* WHAT TO PRODUCE
Can you continue the first-person essay about the writer's space, social media habits, hometown, health and faith, starting right after its last sentence?

* TEXT SHOWN
******

I don’t collect specific things, like Precious Moments figurines, but I have a collection of odd things.  Each for a reason.  If you look closely at the photo of my room, you will see some of those things.  I nest.  I need a place that is mine to nest in.  A room, an office, a particular corner, wherever it may be I need a nest as a haven where I work, think etc. If folks don’t care for it they can close the door and walk away, but I need MY space.

In some ways I am very public and open.  I use social media, like Facebook, Twitter, blogging and Foursquare.  I am really not at all concerned that the boogie man is stalking me through these avenues.  If you are a private soul you may wish to think things through if you plan to be part of my life on any level.  I check in and tag those around me.  It’s just what I do.  I will use nicknames if you are in my life for any length of time, either one you already have or I assign them as I see fit.  If I give you a nickname and mention you in my blog, you are significant for some reason.  Don’t get too excited, doesn’t mean love just means you played a role on the stage of my life beyond the extras wandering about in the background.  It is love when you land on my “supporting cast” page.  Only the stars in my production make it that far.

My roots are right here, I will not move away.  My family, friends, my entire support network is right here around me.  I won’t move away from them.  I have been all over this great country, and this is HOME.  I won’t move unless they are all  moving with me.  Even then I love this area, the change of seasons, and don’t want to move away from it.  I bitch about the snow and cold, which frankly is hard to deal with having arthritis, but I still won’t move away.

I have arthritis in my hands, neck, back and feet.  I don’t whine about it, I don’t even talk about it unless it is really hurting bad.  My tolerance for pain and my ability to just ignore it is impressive, so if I am saying something about it you can bet that means it is pretty intense.   I also have Ulcerative Colitis.  It stays in remission for very long stretches of time, as in years.  Those are my health issues.  Nothing major just somewhat irritating at times.

My faith is important to me.  I read my bible, I pray, and I have, currently, a somewhat rocky relationship with church.  I don’t wish to debate this with you, any part of it.  The only reason people want to get into a debate about it is it makes them uncomfortable.  Either it makes them feel guilty, or they feel threatened by it, whatever.  I am not going to change what my heart knows to be true, and I’m not going to get into an argument with you because you feel the need to try to prove me wrong.  It is part of who I am, just accept it or find a new friend.

******

* INFORMATION SHOWN
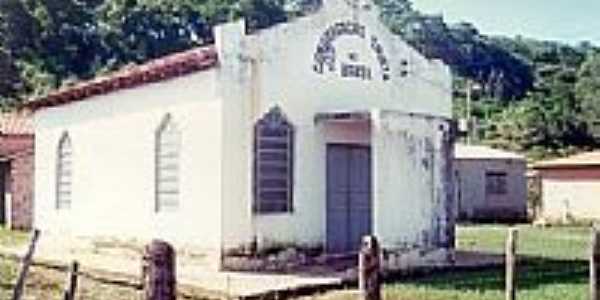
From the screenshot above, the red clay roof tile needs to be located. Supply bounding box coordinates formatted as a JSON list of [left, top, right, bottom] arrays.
[[24, 46, 218, 110]]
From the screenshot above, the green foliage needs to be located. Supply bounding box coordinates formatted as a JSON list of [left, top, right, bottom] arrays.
[[0, 0, 600, 158]]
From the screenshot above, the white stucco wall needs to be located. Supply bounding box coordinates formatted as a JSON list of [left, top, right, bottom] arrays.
[[216, 0, 451, 252], [372, 112, 454, 250], [34, 71, 222, 250], [35, 0, 453, 264], [540, 168, 600, 221]]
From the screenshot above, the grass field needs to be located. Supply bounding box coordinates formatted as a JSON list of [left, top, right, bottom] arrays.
[[0, 226, 589, 300], [319, 226, 590, 300]]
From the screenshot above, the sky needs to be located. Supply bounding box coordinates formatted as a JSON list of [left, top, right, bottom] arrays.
[[412, 0, 600, 45]]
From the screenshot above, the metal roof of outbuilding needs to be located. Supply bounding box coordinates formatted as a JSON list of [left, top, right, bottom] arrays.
[[454, 144, 525, 160], [533, 151, 600, 169]]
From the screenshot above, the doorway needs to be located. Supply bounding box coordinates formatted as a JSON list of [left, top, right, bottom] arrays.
[[326, 144, 372, 253]]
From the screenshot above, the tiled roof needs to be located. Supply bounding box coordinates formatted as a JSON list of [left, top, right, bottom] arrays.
[[533, 151, 600, 169], [0, 113, 33, 135], [25, 46, 218, 110], [454, 144, 525, 160]]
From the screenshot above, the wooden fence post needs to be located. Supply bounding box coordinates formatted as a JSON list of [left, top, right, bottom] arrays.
[[590, 227, 600, 300], [505, 228, 519, 300], [358, 236, 381, 300], [13, 229, 40, 300], [63, 261, 79, 300], [142, 240, 177, 300]]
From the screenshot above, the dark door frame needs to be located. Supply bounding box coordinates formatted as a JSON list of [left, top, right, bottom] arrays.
[[324, 142, 375, 252]]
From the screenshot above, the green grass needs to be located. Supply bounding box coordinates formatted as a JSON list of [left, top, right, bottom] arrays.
[[318, 225, 590, 300], [456, 225, 590, 260], [0, 226, 590, 300]]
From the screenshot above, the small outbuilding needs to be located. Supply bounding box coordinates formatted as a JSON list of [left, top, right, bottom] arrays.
[[27, 0, 454, 272], [454, 144, 527, 222], [0, 113, 34, 230], [533, 151, 600, 222]]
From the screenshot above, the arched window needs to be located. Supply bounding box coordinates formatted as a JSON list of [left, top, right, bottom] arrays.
[[155, 115, 181, 211], [56, 133, 73, 209], [254, 106, 294, 214]]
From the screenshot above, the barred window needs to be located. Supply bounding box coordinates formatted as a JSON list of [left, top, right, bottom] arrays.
[[56, 133, 73, 210], [254, 106, 294, 214], [485, 172, 507, 195], [155, 115, 181, 211]]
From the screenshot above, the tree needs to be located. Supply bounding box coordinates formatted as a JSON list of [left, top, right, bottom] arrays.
[[575, 54, 600, 139]]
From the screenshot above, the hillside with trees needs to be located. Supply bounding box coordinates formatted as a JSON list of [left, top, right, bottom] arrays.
[[0, 0, 600, 158]]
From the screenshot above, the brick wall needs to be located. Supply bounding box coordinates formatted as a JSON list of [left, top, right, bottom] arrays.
[[0, 135, 34, 230], [10, 151, 34, 230]]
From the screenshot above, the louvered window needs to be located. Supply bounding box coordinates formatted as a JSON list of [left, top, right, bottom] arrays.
[[56, 133, 73, 210], [485, 172, 508, 195], [254, 107, 294, 214], [156, 115, 181, 211]]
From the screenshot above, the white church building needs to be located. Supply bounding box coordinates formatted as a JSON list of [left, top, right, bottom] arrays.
[[27, 0, 455, 270]]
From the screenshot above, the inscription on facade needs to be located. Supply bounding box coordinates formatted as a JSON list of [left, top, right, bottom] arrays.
[[313, 21, 391, 81]]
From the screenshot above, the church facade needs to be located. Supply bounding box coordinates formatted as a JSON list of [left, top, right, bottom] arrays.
[[28, 0, 455, 266]]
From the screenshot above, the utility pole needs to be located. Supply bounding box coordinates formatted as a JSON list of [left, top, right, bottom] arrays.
[[465, 79, 472, 145], [466, 79, 481, 145]]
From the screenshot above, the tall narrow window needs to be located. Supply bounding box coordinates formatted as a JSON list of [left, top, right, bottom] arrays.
[[156, 115, 181, 211], [254, 107, 294, 214], [56, 133, 73, 210]]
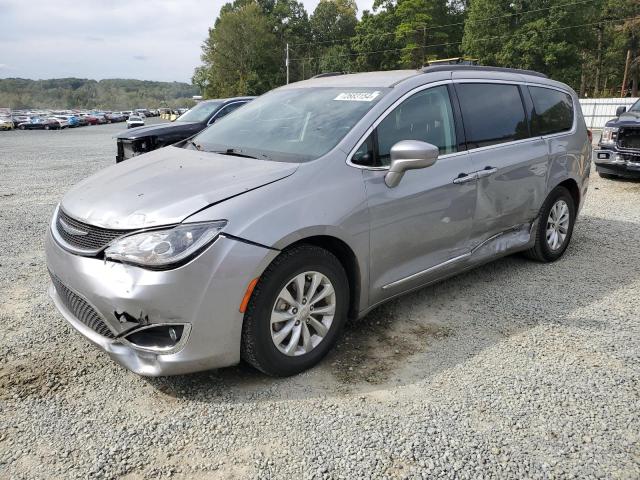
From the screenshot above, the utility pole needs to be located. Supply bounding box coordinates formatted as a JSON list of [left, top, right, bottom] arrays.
[[284, 42, 289, 85], [593, 23, 602, 97], [620, 49, 631, 98]]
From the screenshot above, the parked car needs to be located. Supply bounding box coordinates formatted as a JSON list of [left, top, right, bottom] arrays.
[[74, 114, 89, 127], [127, 115, 144, 128], [55, 115, 80, 128], [46, 65, 591, 375], [11, 114, 31, 127], [82, 113, 98, 125], [116, 97, 254, 163], [18, 117, 61, 130], [593, 100, 640, 178], [0, 117, 13, 130], [104, 112, 127, 123]]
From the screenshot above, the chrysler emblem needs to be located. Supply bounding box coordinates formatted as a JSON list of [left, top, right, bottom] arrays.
[[58, 218, 89, 237]]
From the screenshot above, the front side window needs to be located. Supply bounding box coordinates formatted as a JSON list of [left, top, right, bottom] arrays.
[[193, 87, 389, 163], [376, 85, 456, 166], [456, 83, 529, 148], [529, 87, 573, 135]]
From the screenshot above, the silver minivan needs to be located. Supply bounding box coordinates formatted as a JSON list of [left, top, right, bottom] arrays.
[[46, 66, 591, 375]]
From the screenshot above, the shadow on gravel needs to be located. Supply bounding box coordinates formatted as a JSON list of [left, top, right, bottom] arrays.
[[138, 216, 640, 402]]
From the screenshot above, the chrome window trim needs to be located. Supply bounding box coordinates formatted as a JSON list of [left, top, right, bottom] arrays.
[[207, 100, 248, 127], [525, 82, 582, 139], [346, 78, 578, 171]]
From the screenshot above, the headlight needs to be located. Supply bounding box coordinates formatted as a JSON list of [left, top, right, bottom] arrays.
[[104, 220, 227, 268], [600, 127, 618, 145]]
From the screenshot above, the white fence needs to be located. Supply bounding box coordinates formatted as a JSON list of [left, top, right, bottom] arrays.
[[580, 98, 638, 129]]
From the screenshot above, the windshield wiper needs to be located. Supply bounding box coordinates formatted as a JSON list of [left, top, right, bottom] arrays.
[[188, 140, 202, 150], [212, 148, 258, 160]]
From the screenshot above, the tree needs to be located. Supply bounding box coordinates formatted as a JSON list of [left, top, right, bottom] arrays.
[[202, 0, 281, 97], [462, 0, 599, 90]]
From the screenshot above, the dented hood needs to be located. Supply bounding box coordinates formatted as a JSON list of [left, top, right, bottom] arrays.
[[61, 147, 297, 229]]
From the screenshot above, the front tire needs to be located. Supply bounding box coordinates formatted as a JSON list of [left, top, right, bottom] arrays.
[[525, 186, 576, 262], [241, 244, 350, 376], [598, 172, 618, 180]]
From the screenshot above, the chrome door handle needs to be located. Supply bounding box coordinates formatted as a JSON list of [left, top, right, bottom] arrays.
[[475, 167, 498, 178], [453, 172, 477, 184]]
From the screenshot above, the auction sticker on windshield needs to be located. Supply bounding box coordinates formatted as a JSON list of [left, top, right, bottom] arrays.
[[334, 91, 380, 102]]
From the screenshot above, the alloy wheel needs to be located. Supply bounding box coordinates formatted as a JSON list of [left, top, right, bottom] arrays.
[[271, 271, 336, 356], [546, 200, 570, 251]]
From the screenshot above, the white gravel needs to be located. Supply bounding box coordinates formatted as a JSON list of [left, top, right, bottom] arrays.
[[0, 125, 640, 479]]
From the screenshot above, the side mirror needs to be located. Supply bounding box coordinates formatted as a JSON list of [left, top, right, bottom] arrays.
[[384, 140, 440, 188]]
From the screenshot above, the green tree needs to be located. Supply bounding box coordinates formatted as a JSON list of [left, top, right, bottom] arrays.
[[462, 0, 601, 90], [202, 0, 281, 97]]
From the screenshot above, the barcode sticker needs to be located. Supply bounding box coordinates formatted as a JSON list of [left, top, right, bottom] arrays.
[[334, 91, 380, 102]]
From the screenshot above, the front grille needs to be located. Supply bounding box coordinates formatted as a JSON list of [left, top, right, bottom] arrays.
[[56, 209, 131, 252], [49, 272, 115, 338], [618, 128, 640, 150]]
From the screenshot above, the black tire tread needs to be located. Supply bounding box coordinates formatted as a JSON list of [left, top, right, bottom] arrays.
[[240, 243, 346, 376], [523, 186, 577, 263]]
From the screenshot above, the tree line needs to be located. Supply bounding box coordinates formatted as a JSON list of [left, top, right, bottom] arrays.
[[0, 78, 198, 110], [192, 0, 640, 98]]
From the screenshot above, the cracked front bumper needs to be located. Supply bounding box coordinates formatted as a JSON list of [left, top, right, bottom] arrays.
[[593, 149, 640, 178], [46, 232, 278, 376]]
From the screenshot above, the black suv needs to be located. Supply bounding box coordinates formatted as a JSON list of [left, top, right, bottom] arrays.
[[116, 97, 255, 163], [593, 100, 640, 178]]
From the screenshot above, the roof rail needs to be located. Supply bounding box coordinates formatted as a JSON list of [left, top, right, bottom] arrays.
[[422, 65, 549, 78], [311, 72, 346, 78]]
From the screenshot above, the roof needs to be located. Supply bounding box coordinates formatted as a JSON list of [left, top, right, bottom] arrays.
[[280, 65, 548, 88], [205, 97, 256, 103], [281, 70, 420, 88]]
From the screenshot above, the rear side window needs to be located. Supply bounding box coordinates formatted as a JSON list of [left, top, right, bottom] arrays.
[[456, 83, 529, 148], [529, 87, 573, 135]]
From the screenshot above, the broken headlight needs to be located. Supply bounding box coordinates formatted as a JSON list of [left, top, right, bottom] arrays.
[[600, 127, 618, 145], [104, 220, 227, 269]]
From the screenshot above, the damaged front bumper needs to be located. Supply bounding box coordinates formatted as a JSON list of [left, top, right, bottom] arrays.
[[46, 232, 278, 376], [593, 149, 640, 178]]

******

* REPLY
I get jealous easily, and insecure, especially if I am not feeling the love in a relationship.  I am possessive over what is mine and I’m not sharing.  Insecurity happens because a person isn’t getting their needs met.  Mine a simple…I need  daily doses of ‘love on Marti’ through a variety of means..notes, words, touches, hugs.  If my love bank is full, I am not insecure.  But if that bank is running low on recent deposits, then I’m going to get pissy with my mate that has all the time in the  world for the guys, flirting with the cashier or nurses in the ER.  I need time, and the flirts are MINE.  I don’t flirt with others because that is trying to draw attention and the only person I want attention from is my mate.  If my mate needs attention from anyone but me, there is a problem.  If all my attention isn’t enough, then speak up so changes can be made.  If it isn’t my attention you need, hit the door and don’t come back.

Okay, enough peeking inside.

That isn’t even the cliff notes of who I am, but this is one book that is not for the reader who is faint of heart.

Complex, quirky and marvelous. And so many blank pages yet to fill.

Love Will Make You Lose Your Mind…

This week I will return to my childhood roots and do something I have not done since high school.  It is something I swore I would NEVER do again.  But just like when my first marriage ended and I made a personal oath to never iron another man’s shirt as long as I lived, love makes us do strange things.  Actually, it causes us to take complete leave of our senses.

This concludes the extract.